* EXERCISE 1: In the gawk scoring list, how many points is a Foreigner Gawk worth?
* EXERCISE 2: Please carry on the gawk scoring list from where it stops.

* DOCUMENT:
--- --- ---
Zoom Gawk: After an initial wide-angle gawk, the gawker focuses in on some identifying aspect of your foreign-ness. For instance, when riding my bicycle, I notice many gawks starting low and drifting up since I'm the only person in the city of Nagoya who wears a helmet. 2 points.
Baby Gawk: Any gawk by a child age 4 and under. The little bastards are pretty intense. Like ticks, they will lock on to you and won't let go until you burn them with a match. 3 points.
Seppuku Gawk: A deer-in-the-headlights-type gawk employed by a service person who sees you coming and would rather disembowel himself than attempt to converse with a foreigner. The gawker performs this one in utter terror as you approach with a question, which he knows will be impossible, like, "Do you have any peanut butter?" 3 points plus 2-point bonus if the gawker has pit stains by the time you get to him.
Foreigner Gawk: This is an unorthodox one. It's a gawk by a non-Japanese person like yourself and is seen mostly among tourists shocked to learn that they're not the first to visit this strange, oriental land. Pretty rare, but still more common than you'd think. 5 points.
Let's-Get-Comfortable Gawk: The gawker significantly adjusts her position to facilitate a good long stare. I have only ever seen this one among senior citizens. My favorite example is one octogenarian who was sitting on a bench in a waiting area. We sat down behind her, about eight feet away. She got one look at my blond, blue-eyed fiancée and just had to have more, so she swung her legs around to straddle the bench and proceeded to stare for a solid ten minutes. That must have been some kind of record, but it counts for 10 points just the same.
--- --- ---
* DATA PROVIDED:
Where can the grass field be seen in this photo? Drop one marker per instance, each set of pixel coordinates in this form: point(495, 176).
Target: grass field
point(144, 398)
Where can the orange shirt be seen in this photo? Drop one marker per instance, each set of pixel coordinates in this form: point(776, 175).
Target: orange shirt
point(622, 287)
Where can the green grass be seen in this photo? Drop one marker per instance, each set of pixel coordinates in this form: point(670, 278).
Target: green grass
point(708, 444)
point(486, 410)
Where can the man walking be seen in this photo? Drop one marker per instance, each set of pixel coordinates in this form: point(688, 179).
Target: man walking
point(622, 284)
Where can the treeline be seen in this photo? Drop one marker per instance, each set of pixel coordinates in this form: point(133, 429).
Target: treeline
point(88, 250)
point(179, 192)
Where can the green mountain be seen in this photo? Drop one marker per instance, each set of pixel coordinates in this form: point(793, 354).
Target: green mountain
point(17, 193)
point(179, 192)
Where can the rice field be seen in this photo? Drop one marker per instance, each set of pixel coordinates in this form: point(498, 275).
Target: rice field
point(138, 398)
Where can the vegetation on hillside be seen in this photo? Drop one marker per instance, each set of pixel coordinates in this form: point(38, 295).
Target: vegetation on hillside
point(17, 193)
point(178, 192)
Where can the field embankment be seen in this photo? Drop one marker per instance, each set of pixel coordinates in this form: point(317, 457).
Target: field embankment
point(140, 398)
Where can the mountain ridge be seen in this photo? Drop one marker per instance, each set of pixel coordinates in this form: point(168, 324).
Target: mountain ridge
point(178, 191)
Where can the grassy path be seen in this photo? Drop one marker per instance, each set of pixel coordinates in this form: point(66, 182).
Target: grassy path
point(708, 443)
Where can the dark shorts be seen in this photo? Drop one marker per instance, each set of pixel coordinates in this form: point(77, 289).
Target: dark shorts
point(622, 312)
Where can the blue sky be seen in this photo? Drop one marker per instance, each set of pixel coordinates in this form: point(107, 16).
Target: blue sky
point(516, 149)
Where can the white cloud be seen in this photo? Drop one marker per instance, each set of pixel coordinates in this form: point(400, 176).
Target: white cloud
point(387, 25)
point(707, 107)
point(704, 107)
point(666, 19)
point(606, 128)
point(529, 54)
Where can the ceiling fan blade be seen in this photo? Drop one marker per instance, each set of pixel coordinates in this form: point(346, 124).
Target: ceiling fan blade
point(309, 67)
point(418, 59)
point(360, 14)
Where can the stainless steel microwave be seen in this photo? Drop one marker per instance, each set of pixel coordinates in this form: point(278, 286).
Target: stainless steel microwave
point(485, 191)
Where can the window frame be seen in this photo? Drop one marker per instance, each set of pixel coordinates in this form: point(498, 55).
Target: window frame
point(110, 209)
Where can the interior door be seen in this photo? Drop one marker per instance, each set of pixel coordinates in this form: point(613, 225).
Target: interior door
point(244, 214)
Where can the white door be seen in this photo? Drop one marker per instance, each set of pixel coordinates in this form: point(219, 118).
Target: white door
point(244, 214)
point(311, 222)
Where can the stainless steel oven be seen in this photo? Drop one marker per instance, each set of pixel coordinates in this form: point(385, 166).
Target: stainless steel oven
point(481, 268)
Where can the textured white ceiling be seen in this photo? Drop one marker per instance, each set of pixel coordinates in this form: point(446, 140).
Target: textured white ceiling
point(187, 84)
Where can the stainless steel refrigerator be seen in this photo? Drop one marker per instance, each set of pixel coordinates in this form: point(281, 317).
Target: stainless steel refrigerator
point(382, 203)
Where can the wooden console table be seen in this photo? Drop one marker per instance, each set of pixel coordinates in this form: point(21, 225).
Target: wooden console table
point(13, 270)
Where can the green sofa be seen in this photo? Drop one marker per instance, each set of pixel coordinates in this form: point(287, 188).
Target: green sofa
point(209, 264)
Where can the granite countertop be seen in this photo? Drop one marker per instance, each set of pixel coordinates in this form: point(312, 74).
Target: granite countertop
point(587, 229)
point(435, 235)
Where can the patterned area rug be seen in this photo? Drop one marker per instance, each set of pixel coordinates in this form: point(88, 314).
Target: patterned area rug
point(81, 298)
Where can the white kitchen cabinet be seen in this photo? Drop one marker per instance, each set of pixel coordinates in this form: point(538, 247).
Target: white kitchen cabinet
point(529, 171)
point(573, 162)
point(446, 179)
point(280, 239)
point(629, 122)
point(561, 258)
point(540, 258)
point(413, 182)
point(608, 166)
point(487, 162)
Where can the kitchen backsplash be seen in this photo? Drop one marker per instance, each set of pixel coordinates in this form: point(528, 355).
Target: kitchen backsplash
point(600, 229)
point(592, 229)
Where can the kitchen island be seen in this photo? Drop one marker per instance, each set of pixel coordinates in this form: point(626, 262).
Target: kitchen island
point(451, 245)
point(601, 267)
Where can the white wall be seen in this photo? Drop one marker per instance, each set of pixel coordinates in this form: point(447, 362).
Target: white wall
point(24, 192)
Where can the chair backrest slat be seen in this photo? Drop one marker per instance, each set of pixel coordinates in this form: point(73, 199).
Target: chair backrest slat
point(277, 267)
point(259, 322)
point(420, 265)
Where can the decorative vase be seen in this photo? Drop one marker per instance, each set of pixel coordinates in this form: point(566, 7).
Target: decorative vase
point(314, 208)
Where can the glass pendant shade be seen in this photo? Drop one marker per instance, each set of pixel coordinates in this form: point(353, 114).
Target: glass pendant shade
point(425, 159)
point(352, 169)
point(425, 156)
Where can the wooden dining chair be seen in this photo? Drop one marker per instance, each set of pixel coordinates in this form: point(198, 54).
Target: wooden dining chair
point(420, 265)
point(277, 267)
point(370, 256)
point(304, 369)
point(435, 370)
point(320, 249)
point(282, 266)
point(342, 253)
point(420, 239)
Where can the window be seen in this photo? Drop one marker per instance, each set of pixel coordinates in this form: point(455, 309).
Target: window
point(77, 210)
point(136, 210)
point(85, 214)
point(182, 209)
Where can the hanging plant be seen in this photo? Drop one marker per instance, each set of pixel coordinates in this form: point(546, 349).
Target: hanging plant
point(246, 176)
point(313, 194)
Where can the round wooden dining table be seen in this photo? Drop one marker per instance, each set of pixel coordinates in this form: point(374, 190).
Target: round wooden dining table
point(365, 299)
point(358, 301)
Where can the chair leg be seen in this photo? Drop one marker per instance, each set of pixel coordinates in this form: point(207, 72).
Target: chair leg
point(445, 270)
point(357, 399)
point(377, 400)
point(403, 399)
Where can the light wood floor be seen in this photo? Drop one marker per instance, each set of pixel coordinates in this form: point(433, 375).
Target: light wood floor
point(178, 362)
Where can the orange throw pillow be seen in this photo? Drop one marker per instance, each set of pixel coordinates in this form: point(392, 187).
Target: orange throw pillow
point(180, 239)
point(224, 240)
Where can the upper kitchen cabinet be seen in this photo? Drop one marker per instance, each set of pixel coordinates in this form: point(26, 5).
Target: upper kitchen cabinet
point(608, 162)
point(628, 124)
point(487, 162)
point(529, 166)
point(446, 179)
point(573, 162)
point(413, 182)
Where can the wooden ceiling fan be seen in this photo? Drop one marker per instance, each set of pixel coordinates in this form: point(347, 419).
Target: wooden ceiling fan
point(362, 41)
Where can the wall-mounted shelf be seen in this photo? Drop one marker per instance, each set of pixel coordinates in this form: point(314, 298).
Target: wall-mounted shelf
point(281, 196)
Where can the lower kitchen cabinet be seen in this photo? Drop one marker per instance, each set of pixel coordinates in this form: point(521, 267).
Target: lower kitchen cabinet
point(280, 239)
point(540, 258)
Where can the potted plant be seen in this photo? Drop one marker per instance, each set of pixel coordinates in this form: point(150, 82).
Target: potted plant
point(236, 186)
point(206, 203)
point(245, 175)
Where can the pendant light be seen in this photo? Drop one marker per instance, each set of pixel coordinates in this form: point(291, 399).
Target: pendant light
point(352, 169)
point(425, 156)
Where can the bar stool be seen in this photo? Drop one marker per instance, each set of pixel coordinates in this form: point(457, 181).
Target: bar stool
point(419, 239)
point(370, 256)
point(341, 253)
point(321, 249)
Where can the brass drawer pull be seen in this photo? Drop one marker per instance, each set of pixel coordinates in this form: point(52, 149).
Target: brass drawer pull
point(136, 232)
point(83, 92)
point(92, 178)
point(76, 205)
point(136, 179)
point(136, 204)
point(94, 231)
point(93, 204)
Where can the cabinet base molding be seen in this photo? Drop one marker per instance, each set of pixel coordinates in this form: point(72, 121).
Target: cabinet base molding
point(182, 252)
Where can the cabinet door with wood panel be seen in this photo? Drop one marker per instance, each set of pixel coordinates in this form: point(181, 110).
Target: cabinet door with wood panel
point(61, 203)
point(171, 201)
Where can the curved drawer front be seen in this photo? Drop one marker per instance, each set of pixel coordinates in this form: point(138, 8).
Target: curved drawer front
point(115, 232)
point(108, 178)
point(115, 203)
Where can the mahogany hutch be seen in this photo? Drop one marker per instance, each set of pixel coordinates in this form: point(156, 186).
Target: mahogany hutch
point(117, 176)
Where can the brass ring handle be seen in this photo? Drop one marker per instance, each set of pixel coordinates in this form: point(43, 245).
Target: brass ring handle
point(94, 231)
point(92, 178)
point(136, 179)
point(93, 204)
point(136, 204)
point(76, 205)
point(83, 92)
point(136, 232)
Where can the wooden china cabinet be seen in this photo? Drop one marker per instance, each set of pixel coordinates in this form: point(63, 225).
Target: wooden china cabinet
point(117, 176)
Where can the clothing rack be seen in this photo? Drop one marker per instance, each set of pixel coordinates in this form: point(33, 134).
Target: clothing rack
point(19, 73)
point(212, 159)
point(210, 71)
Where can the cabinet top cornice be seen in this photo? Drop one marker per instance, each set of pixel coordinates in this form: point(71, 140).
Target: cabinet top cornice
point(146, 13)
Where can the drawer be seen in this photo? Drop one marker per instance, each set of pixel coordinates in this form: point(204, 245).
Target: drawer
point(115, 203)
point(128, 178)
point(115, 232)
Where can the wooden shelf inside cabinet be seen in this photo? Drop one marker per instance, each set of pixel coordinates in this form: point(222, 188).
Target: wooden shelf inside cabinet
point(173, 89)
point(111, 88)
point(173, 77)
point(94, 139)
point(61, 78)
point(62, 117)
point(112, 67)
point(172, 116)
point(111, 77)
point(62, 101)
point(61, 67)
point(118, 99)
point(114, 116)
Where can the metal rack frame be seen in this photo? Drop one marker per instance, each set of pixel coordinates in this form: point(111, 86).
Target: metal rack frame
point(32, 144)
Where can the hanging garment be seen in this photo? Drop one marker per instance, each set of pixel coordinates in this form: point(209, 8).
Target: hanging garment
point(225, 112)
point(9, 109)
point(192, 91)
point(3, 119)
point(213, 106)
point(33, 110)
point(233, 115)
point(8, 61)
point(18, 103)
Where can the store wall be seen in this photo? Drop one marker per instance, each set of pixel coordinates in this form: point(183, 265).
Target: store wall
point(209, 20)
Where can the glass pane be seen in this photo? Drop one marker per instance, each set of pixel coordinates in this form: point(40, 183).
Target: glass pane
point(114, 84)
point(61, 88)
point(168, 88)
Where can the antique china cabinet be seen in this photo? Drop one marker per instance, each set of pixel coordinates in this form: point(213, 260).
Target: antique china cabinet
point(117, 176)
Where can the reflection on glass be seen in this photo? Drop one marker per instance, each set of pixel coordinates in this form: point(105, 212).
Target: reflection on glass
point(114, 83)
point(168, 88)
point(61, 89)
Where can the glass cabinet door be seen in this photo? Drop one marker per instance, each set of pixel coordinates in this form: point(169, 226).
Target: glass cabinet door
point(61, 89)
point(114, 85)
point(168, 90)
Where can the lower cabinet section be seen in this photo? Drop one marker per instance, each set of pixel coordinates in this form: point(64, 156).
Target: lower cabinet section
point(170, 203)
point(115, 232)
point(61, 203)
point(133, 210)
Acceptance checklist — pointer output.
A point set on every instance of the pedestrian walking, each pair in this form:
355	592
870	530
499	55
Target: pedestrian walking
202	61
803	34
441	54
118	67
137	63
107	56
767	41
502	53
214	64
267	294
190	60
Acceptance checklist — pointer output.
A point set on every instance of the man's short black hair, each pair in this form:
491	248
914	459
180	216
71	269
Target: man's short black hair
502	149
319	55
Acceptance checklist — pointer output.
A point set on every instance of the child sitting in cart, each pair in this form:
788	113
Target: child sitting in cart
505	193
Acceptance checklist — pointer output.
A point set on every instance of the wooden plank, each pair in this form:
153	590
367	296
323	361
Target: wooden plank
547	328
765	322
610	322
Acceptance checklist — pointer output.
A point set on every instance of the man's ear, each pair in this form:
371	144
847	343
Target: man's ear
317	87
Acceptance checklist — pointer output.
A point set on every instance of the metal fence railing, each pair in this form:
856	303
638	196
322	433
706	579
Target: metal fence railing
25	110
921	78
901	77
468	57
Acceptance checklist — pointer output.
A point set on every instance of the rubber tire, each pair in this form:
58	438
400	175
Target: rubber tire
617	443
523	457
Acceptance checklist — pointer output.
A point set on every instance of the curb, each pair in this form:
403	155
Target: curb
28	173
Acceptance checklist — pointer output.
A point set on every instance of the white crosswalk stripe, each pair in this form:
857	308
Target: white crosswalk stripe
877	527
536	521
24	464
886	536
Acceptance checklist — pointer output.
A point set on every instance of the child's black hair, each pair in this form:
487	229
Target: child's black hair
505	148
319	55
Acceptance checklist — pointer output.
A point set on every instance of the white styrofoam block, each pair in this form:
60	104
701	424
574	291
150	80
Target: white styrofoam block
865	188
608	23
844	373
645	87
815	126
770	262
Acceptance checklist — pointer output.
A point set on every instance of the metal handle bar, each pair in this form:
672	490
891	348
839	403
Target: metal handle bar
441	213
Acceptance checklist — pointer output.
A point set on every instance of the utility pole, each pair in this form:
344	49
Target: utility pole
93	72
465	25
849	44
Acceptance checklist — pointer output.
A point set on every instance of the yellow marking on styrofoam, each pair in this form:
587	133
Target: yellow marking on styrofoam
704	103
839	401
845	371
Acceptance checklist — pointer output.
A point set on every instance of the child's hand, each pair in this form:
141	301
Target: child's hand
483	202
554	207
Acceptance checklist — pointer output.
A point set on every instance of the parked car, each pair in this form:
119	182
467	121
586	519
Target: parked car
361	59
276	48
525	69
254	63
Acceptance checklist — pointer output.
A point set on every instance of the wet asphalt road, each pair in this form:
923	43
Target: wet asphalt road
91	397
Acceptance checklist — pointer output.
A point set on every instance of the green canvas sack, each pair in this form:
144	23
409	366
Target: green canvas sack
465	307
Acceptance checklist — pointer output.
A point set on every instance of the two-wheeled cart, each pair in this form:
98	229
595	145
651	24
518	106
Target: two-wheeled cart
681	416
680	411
--- --- ---
* EXERCISE RESULT 1: 5 points.

* EXERCISE RESULT 2:
Oops! Gawk: A gawk that causes the person to stumble, crash, or otherwise make a clumsy fool of themselves. This is the holy grail of gawks, and I used to consider it purely theoretical, the province of academic papers and major motion pictures. That was until yesterday, when a gawker executed what seemed to be a typical escalator-bound instant-replay gawk in my direction. The problem is that he was walking up his escalator at the time, and his lapse in concentration caused him catch his shoe on the step, sending his head into his girlfriend's rear end. Oops! I doubt my hearty cries of joy and awe did much to ameliorate his embarrassment. What a day for gawk research! 20 points.
At the end of the day, compare your point totals. The winner buys drinks at the nearest Japanese-only members' club. Have fun.